• **DOCUMENT EXTRACT**

::::

This article will be a comprehensive guide for SQL unions and joins. A lot of time databases are designed in a way that joins and unions are essential. For convenience, data can be stored in several separate tables instead of having a big table. So, it is important to learn unions and joins to use them properly.
We will use PostgreSQL for this demonstration. This is a very popular SQL engine nowadays. But the same queries can work in many other mainstream SQL engines as well.
If you are reading this to learn, please type and try to run the queries yourself. That’s the only way to learn.
Let’s dive in.
Preparing the Data Tables
I will prepare some dummy data tables for this demonstration. These are the commands for creating three tables: games, makes, and gold.
CREATE TABLE public.games(country character varying(50) NOT NULL, games character varying(50) NOT NULL, year integer NOT NULL);
CREATE TABLE makes (country varchar (50) NOT NULL, clubs varchar (50) NOT NULL, games varchar (50) NOT NULL);
create table gold (player_name varchar (100) not null, years varchar (10) not null, games varchar (50) null);
The games table has three columns: country, games, and year. The makes table has three columns: country, clubs, and games. In the end, the gold table has three columns: player_name, years, and games.
We need to insert some data in the tables to move forward:
insert into gamesvalues("USA", "Baseball", 2012), ("China", "Wrestling", 2011), ("England", "Cricket", 2015), ("India", "Cricket", 2011), ("USA", "Football", 2018), ("Spain", "Football", 2014), ("China", "Basketball", 2019), ("Italy", "Football", 2017);
insert into makesvalues('USA', 'gk', 'Basketball'), ('China', 'kl', 'Wrestling'), ('Finland', 'ds', 'Football'), ('England', 'nj', 'Cricket'), ('Spain', 'lp', 'Football'), ('Norway', 'ko', 'Basketball'), ('India', 'kg', 'Wresling'), ('South Africa', 'ep', 'Cricket'), ('Nigeria', 'wm', 'Swimming');
insert into goldvalues('Jimmy', '2018', 'Football'), ('Danny', '2012', 'Baseball'), ('Indra', '2011', 'Cricket'), ('Yun', '2019', 'Basketball'), ('Mojo', '2017', 'Football'), ('David', '2015', 'Cricket');
Data insertion is done. Let’s have a look at the tables. Here is the games table:

Here is the makes table:

Here is the gold table:

The tables are ready. They may not look complete. But we will be able to learn using them and use the concept in our real-world projects.
Unions
Both games and makes tables have country columns. We want to see all the countries in one place:
select country from games union all select country from makes;

Here is the part of the result. As the result, one country comes several times that may be unnecessary. How to solve this?
There is another type of union called union distinct. It will only return the distinct values:
select country from games union distinct
select country from makes;

We can use multiple columns as well. In the next example, we will see country and games columns. So, it will show both the column from both the tables.
select country, games from games union all select country, games from makes;

The union distinct can be used here as well to get the distinct combination of country and games.
select country, games from games union distinct
select country, games from makes;

We have 14 rows of data in the results. You may find one country several times or one game several times. But there are 14 unique combinations of country and games available in both the tables.
Notice, in the games column we have ‘year’ as integer values and in the gold column we have ‘years’ column as varchar values. Can we use union on them?

::::

• **MATERIAL**

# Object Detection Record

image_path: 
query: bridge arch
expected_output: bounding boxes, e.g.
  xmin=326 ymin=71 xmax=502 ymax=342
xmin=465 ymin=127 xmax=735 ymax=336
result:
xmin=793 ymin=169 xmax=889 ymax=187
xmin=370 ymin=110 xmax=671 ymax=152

::::

• **SHORT EXERCISE**
Can you extract the passage of the SQL unions tutorial above, starting at "CREATE TABLE public.games(country" and ending at "years, and games."?

• **RESPONSE TO THE TASK**
CREATE TABLE public.games(country character varying(50) NOT NULL, games character varying(50) NOT NULL, year integer NOT NULL);
CREATE TABLE makes (country varchar (50) NOT NULL, clubs varchar (50) NOT NULL, games varchar (50) NOT NULL);
create table gold (player_name varchar (100) not null, years varchar (10) not null, games varchar (50) null);
The games table has three columns: country, games, and year. The makes table has three columns: country, clubs, and games. In the end, the gold table has three columns: player_name, years, and games.